** START Data supplied **

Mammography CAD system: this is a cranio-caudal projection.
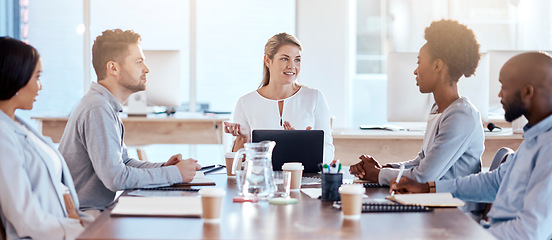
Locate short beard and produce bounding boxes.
[121,69,146,93]
[504,91,527,122]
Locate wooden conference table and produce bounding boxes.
[78,174,494,239]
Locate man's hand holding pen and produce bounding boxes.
[349,155,382,183]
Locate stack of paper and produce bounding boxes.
[387,193,465,207]
[111,196,203,217]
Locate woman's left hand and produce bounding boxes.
[284,121,312,130]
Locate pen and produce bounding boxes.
[391,164,404,196]
[199,165,216,171]
[322,163,330,173]
[203,165,225,174]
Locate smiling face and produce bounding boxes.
[265,44,301,84]
[14,59,42,110]
[414,45,439,93]
[120,44,149,93]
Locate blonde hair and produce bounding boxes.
[259,32,303,88]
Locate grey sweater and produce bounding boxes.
[59,82,182,210]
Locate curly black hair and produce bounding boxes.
[0,37,40,100]
[425,19,481,81]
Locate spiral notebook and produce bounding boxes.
[334,199,433,213]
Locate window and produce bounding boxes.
[352,0,552,127]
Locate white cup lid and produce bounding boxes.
[198,187,226,197]
[339,184,366,194]
[282,162,305,170]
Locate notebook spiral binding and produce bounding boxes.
[333,201,433,213]
[362,203,433,212]
[363,183,389,188]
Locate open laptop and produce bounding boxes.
[252,130,324,173]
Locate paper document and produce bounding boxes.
[111,196,203,217]
[387,193,465,207]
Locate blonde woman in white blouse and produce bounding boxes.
[224,33,334,163]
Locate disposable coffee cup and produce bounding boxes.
[282,162,305,191]
[199,187,226,222]
[339,184,365,219]
[224,152,236,176]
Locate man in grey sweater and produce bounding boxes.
[59,29,200,210]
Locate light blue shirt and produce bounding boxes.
[59,82,182,210]
[435,115,552,239]
[378,97,485,185]
[0,111,86,239]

** END Data supplied **

Set exercise>
Rewrite all of the detection entries above as a JSON list of strings, one per line, skipping blank lines. Leave the pictures out.

Reply>
[
  "Mammography CAD system: this is a cranio-caudal projection.",
  "Locate short beard and produce bounding boxes.",
  "[121,69,146,93]",
  "[504,91,527,122]",
  "Locate wooden conference table and produce bounding boxes.",
  "[78,174,494,239]",
  "Locate man's hand holding pen and produce bounding boxes.",
  "[349,155,382,183]",
  "Locate stack of paper and produce bounding boxes.",
  "[387,193,465,207]",
  "[111,196,203,217]",
  "Locate woman's left hand and produce bounding boxes.",
  "[284,121,312,130]",
  "Locate pen and produce bounding boxes.",
  "[391,164,404,196]",
  "[199,165,216,171]",
  "[322,163,330,173]",
  "[203,165,225,174]",
  "Locate smiling face and produce bounding boxes.",
  "[265,44,301,84]",
  "[14,59,42,110]",
  "[414,45,439,93]",
  "[120,44,149,93]",
  "Locate blonde hair and produce bounding boxes.",
  "[259,32,303,88]",
  "Locate grey sweater and produce bounding boxes.",
  "[59,82,182,210]",
  "Locate curly black hair and produce bounding boxes.",
  "[0,37,40,100]",
  "[425,19,481,81]",
  "Locate spiral notebook and produce bounding boxes.",
  "[334,199,433,213]",
  "Locate window and produce bounding boxes.",
  "[352,0,552,127]",
  "Locate white cup lid and produce bounding boxes.",
  "[198,187,226,197]",
  "[339,184,366,194]",
  "[282,162,305,170]",
  "Locate notebook spiral binding and produce bounding boxes.",
  "[333,201,433,213]",
  "[362,203,433,212]",
  "[363,183,389,188]",
  "Locate open laptop and produce bounding boxes.",
  "[252,130,324,173]",
  "Locate paper document and produce bounding boxes.",
  "[111,196,203,217]",
  "[387,193,465,207]",
  "Locate blonde woman in white blouse and produce bounding boxes.",
  "[224,33,334,163]",
  "Locate disposable coffee cup and produce bounding boxes.",
  "[282,162,305,191]",
  "[199,187,226,222]",
  "[339,184,365,219]",
  "[224,152,236,176]",
  "Locate man in grey sweater and produce bounding boxes.",
  "[59,29,200,210]",
  "Locate light blue shirt and produce bounding boxes.",
  "[59,82,182,210]",
  "[435,115,552,239]",
  "[378,97,485,185]",
  "[0,111,86,239]"
]